● **Passage for review**:
┌──

MALAWI: Ordinary Malawians seize the initiative
Government needs to prioritise irrigation for farming
Johannesburg, 23 June 2009 (IRIN) - Ordinary Malawians are not waiting for government to step up its plan to adapt to climate change, says a new report, The Winds of Change: Climate change, poverty and the environment in Malawi
The report by the UK-based development agency, Oxfam, tells of the headman of a village outside Blantyre, Malawi's second city, who has placed a ban on cutting trees, and a farming couple who have established tree nurseries in their village, are among the many who know that to adapt is to survive.
Fred Kabambe, a small-scale farmer in Thyolo, a town in southern Malawi, has managed to secure early-maturing, high-yielding maize seeds from Churches Action on Relief and Development, which works to improve food security, and plants them in furrows to conserve moisture. A portion of the seed from his harvest will be deposited in a newly built grain bank in town.
He told the authors of the report he used to harvest one bag of maize; last year he got eight bags and earned enough income to put a tin roof on his house, and this year he aims to finish the building work. "Now more people are following these methods. I feel very great!"
|Government can ...prioritize certain polices such as rolling out rural electrification, which will reduce Malawians' dependence on charcoal and irrigation for agriculture
The report, largely based on anecdotal input, said rising temperatures and intense rain over the past 40 years had led to droughts, floods, shorter growing seasons, smaller crop yields, food shortages, hunger and the spread of disease in a country where 29 percent of people were already living in extreme poverty.
The Malawian government has failed to raise any donor money for its plan to adapt to climate change - costing more than US$22 million - from the Least
Developed Countries Fund (LDCF), set up under the UN Framework Convention on Climate Change to finance projects identified by countries in their National Adaptation Programme of Action (NAPA).
According to experts, only a handful of NAPA projects have been approved for implementation since the inception of the LDCF in 2001, but Elvis Sukali, one of the report's two authors, told IRIN that a lack of funds should not become an "excuse for inaction".
"Government can start making some budgetary allocations and prioritize certain polices," he suggested, "such as rolling out rural electrification, which will reduce Malawians' dependence on charcoal and irrigation for agriculture."

└──

● **Data extracts**:
┌──

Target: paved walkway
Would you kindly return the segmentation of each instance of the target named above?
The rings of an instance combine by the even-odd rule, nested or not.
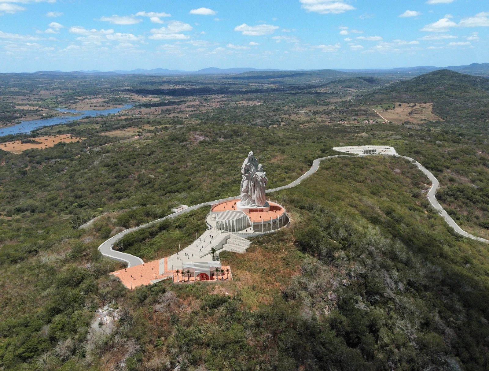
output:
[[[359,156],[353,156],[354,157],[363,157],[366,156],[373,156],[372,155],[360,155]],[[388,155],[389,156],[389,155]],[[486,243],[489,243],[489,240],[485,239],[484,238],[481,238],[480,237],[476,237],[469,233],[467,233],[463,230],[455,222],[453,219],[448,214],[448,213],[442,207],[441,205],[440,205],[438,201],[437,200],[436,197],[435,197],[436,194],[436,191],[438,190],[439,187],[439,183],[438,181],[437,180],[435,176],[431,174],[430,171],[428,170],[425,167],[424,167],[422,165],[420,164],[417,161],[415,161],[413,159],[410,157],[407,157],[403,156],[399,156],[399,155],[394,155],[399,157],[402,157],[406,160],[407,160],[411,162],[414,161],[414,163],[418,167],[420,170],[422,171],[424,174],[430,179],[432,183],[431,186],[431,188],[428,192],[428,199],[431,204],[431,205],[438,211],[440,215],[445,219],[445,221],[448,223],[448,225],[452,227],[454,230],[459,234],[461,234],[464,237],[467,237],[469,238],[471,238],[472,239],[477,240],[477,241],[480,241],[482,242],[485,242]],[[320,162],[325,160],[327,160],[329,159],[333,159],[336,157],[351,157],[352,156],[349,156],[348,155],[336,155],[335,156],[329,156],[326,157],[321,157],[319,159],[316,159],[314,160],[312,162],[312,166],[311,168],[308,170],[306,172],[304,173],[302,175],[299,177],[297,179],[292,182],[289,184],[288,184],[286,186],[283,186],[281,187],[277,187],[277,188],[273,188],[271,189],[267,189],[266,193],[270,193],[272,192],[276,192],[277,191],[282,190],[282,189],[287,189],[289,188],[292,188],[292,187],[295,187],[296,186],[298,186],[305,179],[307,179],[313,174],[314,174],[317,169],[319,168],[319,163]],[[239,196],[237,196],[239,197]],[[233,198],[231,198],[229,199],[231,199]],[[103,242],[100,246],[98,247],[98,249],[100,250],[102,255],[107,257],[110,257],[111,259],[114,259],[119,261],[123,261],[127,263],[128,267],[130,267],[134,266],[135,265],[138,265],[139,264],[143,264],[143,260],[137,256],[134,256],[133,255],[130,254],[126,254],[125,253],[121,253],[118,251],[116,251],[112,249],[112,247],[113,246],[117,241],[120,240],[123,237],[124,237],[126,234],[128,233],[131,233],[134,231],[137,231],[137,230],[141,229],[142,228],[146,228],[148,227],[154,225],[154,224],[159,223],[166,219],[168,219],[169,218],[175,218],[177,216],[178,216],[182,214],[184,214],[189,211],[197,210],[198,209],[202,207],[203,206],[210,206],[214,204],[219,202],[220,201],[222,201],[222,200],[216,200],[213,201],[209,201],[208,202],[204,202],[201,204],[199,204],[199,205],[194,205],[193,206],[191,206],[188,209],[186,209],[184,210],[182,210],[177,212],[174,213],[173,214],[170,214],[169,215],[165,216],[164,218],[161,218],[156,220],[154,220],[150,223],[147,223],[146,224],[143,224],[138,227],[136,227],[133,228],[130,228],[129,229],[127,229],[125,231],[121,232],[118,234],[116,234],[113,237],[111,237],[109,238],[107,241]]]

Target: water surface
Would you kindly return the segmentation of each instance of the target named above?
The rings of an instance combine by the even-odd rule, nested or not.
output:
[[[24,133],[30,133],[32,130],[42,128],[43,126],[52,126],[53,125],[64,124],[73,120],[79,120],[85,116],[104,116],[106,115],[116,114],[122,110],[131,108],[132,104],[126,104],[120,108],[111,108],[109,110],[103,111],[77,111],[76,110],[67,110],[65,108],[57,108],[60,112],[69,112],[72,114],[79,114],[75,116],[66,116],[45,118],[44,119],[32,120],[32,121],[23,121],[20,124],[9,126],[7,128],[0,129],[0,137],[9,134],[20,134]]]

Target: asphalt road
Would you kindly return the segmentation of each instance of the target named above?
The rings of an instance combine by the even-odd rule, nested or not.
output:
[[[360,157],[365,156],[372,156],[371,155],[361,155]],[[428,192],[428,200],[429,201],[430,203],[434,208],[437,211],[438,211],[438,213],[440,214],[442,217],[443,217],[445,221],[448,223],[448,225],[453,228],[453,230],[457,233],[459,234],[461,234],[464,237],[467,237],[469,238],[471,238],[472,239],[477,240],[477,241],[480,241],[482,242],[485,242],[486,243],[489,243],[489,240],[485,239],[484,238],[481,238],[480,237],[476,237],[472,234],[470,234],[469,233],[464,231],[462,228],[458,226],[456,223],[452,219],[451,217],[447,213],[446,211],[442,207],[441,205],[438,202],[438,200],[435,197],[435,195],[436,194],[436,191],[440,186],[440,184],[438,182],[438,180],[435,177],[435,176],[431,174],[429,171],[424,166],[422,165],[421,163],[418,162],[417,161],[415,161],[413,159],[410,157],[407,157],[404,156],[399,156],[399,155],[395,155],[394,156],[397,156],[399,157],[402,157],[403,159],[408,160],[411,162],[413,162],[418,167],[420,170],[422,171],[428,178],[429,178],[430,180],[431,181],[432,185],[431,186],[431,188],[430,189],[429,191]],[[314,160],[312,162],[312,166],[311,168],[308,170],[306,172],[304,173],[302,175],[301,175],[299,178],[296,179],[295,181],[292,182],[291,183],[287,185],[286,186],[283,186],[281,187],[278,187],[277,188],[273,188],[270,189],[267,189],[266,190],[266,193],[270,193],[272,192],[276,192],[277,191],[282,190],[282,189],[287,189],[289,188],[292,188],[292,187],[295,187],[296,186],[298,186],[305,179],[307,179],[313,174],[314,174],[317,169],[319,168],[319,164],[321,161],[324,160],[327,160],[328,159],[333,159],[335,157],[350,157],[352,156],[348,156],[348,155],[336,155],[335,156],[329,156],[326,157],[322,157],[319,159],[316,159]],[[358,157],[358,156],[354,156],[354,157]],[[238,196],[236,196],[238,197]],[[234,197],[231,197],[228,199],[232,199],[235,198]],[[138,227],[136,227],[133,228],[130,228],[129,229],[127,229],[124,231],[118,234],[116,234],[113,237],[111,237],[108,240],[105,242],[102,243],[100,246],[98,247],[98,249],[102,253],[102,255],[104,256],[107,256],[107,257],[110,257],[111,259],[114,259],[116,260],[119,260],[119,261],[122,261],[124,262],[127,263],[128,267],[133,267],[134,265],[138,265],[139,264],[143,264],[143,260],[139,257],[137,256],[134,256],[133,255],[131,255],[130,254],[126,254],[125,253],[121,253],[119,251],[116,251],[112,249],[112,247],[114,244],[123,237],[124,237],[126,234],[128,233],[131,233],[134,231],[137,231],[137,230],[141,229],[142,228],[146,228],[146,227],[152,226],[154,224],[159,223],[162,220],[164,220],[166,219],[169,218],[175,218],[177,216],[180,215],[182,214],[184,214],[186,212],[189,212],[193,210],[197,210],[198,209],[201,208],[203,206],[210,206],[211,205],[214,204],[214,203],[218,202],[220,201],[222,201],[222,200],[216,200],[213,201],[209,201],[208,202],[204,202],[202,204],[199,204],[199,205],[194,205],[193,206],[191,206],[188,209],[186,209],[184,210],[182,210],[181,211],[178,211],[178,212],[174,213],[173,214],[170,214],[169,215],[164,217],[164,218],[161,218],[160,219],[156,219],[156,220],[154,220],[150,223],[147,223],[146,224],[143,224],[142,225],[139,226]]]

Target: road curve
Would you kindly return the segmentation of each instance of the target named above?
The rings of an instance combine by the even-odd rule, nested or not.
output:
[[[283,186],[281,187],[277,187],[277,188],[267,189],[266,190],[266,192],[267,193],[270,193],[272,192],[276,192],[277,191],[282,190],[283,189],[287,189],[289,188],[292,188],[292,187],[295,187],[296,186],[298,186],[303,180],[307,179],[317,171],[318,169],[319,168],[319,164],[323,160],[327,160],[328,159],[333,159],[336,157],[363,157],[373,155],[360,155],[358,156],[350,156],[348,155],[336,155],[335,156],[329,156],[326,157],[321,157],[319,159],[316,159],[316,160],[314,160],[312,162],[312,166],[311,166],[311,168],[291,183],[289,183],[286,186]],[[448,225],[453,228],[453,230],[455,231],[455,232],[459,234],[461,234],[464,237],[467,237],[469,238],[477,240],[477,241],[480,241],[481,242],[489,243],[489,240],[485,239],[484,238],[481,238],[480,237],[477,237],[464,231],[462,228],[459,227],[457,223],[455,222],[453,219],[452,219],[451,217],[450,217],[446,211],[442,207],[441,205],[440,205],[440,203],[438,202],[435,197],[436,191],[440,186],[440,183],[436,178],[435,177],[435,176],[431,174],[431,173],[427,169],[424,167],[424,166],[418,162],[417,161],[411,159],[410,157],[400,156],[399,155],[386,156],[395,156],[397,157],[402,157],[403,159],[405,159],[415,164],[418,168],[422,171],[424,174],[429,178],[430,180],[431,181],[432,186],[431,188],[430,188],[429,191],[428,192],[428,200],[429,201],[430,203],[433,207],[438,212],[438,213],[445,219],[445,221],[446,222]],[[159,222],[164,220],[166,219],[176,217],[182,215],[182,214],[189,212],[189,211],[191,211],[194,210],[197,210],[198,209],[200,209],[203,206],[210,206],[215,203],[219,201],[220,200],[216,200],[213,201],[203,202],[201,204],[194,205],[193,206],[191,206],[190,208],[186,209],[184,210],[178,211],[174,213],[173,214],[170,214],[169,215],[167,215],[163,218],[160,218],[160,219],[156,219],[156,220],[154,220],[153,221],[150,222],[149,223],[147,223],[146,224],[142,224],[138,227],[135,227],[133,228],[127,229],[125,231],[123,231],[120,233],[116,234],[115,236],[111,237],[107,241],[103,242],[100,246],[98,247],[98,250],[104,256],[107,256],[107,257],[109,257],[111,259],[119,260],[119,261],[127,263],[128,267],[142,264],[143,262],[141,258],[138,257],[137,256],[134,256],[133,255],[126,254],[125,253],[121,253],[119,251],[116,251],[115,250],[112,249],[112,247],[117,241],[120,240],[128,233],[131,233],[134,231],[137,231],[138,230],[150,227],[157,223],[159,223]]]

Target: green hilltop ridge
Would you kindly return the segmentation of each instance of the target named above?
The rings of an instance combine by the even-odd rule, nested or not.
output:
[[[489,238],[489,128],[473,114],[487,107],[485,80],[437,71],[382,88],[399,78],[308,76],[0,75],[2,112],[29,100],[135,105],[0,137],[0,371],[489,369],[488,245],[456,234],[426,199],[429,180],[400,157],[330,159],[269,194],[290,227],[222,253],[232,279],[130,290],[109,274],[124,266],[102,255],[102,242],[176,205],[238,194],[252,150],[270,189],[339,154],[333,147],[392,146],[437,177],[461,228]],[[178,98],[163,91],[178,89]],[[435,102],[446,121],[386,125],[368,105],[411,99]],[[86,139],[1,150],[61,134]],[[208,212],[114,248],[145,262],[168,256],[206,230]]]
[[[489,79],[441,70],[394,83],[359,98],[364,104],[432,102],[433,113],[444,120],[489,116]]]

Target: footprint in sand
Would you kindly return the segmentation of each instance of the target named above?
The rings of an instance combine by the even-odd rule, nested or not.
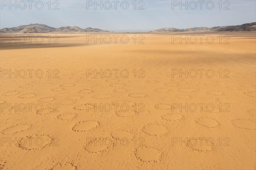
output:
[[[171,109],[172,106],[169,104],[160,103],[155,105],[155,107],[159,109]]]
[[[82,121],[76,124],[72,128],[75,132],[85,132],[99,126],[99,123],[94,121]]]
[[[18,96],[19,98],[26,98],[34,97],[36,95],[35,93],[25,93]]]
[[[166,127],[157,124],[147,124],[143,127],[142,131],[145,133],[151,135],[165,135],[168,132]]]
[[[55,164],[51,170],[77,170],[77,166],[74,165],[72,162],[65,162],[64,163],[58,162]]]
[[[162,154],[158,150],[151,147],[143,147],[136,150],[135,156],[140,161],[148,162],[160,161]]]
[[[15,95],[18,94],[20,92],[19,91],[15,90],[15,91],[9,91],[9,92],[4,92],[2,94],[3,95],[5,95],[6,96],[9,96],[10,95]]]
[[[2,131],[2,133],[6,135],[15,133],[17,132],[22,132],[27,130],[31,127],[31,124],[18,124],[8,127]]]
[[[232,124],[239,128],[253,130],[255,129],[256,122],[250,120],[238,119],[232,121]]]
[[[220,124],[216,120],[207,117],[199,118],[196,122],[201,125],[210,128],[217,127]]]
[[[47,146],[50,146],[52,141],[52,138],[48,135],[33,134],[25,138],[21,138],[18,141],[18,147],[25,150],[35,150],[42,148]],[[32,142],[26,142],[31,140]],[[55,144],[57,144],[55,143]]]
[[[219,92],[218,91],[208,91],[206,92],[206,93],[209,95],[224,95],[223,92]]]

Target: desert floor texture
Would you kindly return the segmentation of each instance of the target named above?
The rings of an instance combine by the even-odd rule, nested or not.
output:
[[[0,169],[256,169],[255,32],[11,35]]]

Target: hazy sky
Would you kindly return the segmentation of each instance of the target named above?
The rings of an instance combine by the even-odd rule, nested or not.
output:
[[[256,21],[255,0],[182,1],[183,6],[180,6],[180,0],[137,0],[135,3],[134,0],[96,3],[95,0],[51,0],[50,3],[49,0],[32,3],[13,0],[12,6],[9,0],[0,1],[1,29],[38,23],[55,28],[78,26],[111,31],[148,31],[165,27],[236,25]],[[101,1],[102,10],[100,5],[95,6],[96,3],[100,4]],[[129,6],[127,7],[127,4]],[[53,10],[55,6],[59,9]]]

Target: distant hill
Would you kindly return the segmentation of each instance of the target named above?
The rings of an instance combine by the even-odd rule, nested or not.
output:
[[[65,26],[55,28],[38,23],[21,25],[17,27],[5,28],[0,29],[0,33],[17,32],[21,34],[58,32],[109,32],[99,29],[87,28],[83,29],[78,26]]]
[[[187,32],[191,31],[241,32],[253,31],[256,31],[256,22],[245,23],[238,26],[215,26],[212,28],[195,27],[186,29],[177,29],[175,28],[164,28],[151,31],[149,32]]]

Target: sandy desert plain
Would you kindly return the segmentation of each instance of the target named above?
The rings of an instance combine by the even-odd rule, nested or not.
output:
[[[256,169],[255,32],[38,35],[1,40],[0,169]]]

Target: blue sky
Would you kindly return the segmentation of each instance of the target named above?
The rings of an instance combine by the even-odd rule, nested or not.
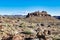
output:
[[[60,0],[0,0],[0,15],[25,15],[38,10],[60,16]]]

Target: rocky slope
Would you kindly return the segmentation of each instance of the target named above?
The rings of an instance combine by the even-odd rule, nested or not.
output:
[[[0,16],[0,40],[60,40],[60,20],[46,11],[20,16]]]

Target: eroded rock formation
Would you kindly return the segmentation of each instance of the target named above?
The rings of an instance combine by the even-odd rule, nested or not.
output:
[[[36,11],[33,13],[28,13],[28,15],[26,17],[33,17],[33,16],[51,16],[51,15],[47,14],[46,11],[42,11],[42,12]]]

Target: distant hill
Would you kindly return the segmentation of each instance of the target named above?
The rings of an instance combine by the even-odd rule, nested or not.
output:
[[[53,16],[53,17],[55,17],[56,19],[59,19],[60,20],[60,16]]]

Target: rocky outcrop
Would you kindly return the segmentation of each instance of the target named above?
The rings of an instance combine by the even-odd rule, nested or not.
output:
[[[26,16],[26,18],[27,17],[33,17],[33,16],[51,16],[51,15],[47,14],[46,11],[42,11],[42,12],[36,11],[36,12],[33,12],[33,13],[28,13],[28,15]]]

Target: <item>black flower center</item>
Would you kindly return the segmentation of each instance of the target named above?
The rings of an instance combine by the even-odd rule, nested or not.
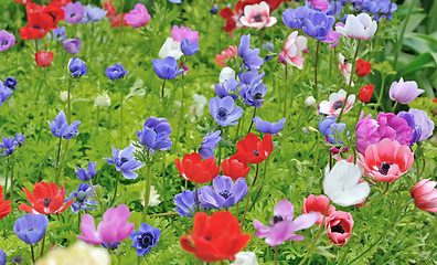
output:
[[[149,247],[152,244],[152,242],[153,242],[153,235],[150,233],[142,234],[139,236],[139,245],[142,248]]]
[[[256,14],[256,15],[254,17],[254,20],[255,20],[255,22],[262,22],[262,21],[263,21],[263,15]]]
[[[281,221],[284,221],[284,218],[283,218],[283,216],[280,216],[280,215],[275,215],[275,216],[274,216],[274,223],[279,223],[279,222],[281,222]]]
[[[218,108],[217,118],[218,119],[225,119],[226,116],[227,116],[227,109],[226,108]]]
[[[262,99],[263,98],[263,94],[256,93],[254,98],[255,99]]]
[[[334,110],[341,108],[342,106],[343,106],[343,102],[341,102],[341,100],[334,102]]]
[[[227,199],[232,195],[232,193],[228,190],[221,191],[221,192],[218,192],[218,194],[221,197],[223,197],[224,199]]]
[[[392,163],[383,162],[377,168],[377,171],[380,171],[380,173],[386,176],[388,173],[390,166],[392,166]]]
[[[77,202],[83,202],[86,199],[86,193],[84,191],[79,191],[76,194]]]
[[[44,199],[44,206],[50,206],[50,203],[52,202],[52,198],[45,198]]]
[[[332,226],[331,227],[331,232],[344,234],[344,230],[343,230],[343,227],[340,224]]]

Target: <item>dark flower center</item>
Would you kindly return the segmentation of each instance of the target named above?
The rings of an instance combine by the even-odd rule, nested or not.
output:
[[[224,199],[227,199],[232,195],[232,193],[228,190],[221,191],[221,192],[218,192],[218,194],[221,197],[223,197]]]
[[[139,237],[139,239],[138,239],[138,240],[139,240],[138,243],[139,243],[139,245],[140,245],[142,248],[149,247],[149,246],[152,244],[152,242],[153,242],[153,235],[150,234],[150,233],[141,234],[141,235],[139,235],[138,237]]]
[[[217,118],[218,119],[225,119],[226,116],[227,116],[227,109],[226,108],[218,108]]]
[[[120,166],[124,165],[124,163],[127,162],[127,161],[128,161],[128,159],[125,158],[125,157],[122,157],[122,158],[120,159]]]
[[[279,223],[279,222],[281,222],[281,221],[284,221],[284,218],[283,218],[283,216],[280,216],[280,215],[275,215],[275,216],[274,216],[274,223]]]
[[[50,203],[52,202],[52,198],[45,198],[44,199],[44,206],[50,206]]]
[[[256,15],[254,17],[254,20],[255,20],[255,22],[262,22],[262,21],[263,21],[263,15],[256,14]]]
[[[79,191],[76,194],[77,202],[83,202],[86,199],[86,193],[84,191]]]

└──

● **Try it**:
Write out the passage of the Malawi climate change article between "Fred Kabambe, a" and "bank in town.", inclusive. The records have nothing to do with the text about Malawi.

● **Response to this exercise**:
Fred Kabambe, a small-scale farmer in Thyolo, a town in southern Malawi, has managed to secure early-maturing, high-yielding maize seeds from Churches Action on Relief and Development, which works to improve food security, and plants them in furrows to conserve moisture. A portion of the seed from his harvest will be deposited in a newly built grain bank in town.